■ Information given:
--- Start ---

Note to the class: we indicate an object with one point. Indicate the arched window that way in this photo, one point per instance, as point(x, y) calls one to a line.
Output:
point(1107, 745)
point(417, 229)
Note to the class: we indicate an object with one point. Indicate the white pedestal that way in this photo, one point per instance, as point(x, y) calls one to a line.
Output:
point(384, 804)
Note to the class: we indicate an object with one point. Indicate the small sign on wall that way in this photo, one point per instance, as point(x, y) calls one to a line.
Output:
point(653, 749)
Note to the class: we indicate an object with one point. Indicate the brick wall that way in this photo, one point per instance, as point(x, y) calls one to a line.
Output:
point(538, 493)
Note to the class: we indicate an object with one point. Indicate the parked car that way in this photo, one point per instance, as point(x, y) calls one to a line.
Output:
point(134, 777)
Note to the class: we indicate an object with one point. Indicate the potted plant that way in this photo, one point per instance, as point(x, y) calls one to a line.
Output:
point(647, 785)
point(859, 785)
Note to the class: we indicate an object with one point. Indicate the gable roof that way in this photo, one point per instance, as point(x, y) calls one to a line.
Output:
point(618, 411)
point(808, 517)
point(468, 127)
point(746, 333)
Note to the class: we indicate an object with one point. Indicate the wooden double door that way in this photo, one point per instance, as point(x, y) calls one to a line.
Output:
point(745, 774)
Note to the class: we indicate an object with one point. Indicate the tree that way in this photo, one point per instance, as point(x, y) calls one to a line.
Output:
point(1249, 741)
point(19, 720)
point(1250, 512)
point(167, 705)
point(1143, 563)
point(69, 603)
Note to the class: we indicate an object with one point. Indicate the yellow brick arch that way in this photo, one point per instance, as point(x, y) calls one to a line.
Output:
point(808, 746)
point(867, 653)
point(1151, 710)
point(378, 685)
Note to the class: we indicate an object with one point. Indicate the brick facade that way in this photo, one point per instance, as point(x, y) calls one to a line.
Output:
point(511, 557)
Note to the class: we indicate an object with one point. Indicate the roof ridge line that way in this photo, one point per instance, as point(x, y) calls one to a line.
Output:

--- End ---

■ Instruction:
Reproduce each of the records above word for word, line by line, with no changes.

■ Answer for this exercise:
Note to the class: we indicate an object with one point. Indicate the arched window that way in this photo, one point per instance, as point(x, y) calls one to a line.
Output:
point(1107, 745)
point(417, 229)
Note to the class: we indicate an object with one point. Indicate the white pedestal that way in this photo, one point per instance, as point(x, y) calls one to a line.
Output:
point(384, 804)
Note to the class: we indicate an object with one point. Indicate the small sign on wall that way in this photo, one point per instance, as point(x, y) calls one to a line.
Output:
point(653, 749)
Note to the class: we indicate an object with one point. Indicate the brick wall that way in this photo, one point per instance, as point(x, y) calls one to a line.
Output:
point(538, 493)
Note to the class: we indicate an object with one point. Indicate the parked car that way in this photo, one point per instance, as point(x, y) calls one to a line.
Output:
point(134, 777)
Note to the class: we indicate an object with one point. Indicate the potted plant that way in this photo, one point per instance, as point(x, y) calls one to a line.
Output:
point(647, 785)
point(859, 785)
Note to the class: we indicate an object with one point. Indicate the gable roof that way in this photo, one point per instance, as point(x, y) calls one to a line.
Output:
point(618, 411)
point(808, 517)
point(468, 127)
point(746, 333)
Note to the class: we indicate an object with one point. Indicate the wooden double door that way in this photo, one point per instance, as point(x, y) calls one to a line.
Output:
point(745, 774)
Note to the class: we indicate an object with one point. Indicate the tree that way in this photo, one point per instance, as point(x, y) calls one to a line.
Output:
point(1249, 741)
point(19, 720)
point(1250, 512)
point(167, 705)
point(1143, 563)
point(69, 603)
Note to the class: we indicate an object with one point. Indicate the yellow brick arch that way in this photo, one point per instance, as point(x, y) calls one to a line.
Output:
point(808, 746)
point(867, 653)
point(1151, 710)
point(378, 685)
Note to the class: we indicate an object with one point. Indicate the brick facade that way in this photo, one point per instance, as point(x, y) calls one to a line.
Output:
point(511, 557)
Note to the class: we indicate an object with one point. Indicate the roof ridge line that way in this photo, one point per instance, as point(x, y) calls one to a line.
Output:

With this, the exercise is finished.